▶ [Prompt]:
Copy the stretch of the records below from the line containing "708, row 505." through the end of the records, reproducing each line without any change.

▶ [Data for this exercise]:
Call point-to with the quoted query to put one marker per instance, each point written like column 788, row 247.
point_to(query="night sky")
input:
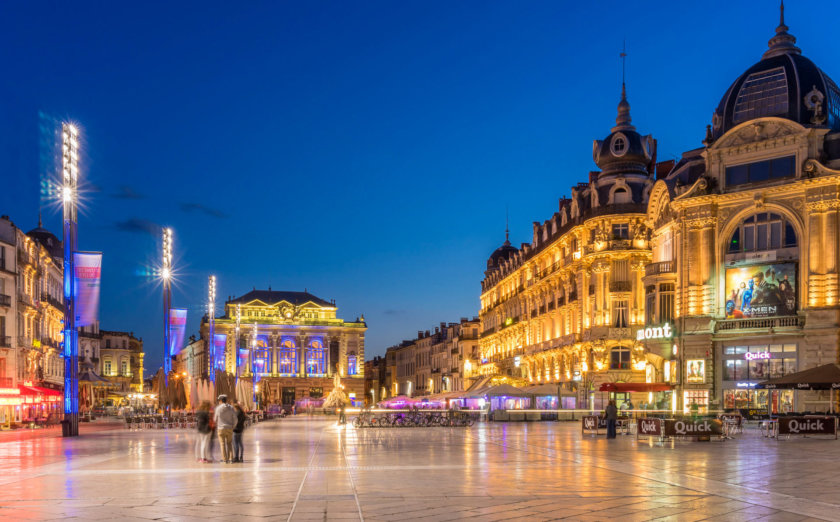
column 365, row 151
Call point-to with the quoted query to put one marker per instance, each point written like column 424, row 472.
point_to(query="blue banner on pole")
column 86, row 283
column 177, row 329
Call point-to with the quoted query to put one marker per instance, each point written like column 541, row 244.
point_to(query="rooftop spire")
column 783, row 42
column 507, row 228
column 622, row 121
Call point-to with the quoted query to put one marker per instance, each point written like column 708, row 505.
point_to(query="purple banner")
column 88, row 276
column 219, row 346
column 177, row 329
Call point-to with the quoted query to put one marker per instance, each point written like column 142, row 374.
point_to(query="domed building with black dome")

▶ [Correct result]:
Call point-to with the quoted query to put one marker per instance, each point written like column 708, row 505.
point_to(query="purple banner")
column 88, row 276
column 219, row 346
column 177, row 329
Call point-to with the quoted query to put one marker per instance, each point written like column 142, row 374.
point_to(query="domed building with black dome")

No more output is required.